### ASSIGNMENT
Whenever a line below holds the word "dreadlocks", count it; please give only the final number.

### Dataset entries
##############################
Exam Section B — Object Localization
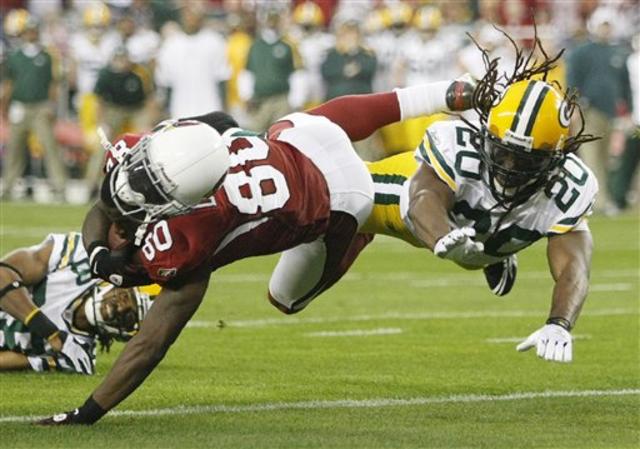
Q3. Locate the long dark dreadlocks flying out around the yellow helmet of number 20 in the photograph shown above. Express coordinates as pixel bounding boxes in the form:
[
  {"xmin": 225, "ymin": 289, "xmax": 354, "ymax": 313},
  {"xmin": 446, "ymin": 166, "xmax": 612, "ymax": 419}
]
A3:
[{"xmin": 459, "ymin": 22, "xmax": 601, "ymax": 153}]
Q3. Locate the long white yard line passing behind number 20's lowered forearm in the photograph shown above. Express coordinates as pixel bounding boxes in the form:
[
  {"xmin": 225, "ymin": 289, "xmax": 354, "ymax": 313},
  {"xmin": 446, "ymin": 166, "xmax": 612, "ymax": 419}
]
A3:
[{"xmin": 187, "ymin": 308, "xmax": 638, "ymax": 328}]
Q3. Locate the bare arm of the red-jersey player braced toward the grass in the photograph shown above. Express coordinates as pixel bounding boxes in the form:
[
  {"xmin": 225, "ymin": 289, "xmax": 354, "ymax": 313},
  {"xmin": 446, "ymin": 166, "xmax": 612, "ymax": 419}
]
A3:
[{"xmin": 92, "ymin": 275, "xmax": 208, "ymax": 410}]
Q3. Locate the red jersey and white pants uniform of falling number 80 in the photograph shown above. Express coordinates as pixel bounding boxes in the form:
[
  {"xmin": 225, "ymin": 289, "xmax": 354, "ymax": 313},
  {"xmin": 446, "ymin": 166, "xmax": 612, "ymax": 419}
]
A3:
[{"xmin": 106, "ymin": 92, "xmax": 416, "ymax": 313}]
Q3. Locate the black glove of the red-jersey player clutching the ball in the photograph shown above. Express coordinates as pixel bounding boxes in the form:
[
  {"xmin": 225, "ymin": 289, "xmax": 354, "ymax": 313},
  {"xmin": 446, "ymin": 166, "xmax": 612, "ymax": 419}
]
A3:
[{"xmin": 89, "ymin": 241, "xmax": 142, "ymax": 288}]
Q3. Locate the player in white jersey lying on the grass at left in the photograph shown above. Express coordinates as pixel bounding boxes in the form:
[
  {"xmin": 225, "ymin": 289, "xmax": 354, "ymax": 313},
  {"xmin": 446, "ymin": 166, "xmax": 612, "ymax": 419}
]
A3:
[{"xmin": 0, "ymin": 232, "xmax": 150, "ymax": 374}]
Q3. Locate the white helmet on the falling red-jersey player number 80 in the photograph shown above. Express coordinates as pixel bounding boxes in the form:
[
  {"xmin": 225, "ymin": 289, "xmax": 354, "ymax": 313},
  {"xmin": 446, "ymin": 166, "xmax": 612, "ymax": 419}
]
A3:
[{"xmin": 109, "ymin": 120, "xmax": 229, "ymax": 222}]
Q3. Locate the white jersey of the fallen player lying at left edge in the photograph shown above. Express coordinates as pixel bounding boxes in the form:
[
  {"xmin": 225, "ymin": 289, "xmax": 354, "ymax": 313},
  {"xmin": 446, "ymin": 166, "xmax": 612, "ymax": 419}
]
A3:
[{"xmin": 0, "ymin": 232, "xmax": 98, "ymax": 371}]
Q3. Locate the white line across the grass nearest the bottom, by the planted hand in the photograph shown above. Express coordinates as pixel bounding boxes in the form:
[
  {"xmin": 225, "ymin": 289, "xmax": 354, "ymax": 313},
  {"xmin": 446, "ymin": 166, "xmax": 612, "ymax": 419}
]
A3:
[{"xmin": 0, "ymin": 388, "xmax": 640, "ymax": 423}]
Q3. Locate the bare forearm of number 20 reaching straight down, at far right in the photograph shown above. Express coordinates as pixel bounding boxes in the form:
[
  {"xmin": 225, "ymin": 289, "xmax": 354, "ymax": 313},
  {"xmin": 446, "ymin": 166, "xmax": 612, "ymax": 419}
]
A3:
[{"xmin": 547, "ymin": 230, "xmax": 593, "ymax": 326}]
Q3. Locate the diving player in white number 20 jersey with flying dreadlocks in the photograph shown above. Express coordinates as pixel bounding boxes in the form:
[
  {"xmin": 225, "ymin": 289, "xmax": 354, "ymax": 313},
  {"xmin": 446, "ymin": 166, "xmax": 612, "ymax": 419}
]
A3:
[{"xmin": 362, "ymin": 35, "xmax": 598, "ymax": 362}]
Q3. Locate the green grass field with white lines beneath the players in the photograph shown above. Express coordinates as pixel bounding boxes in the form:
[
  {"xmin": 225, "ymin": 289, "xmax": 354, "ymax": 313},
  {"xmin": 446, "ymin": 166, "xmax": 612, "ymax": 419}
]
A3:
##############################
### ANSWER SPACE
2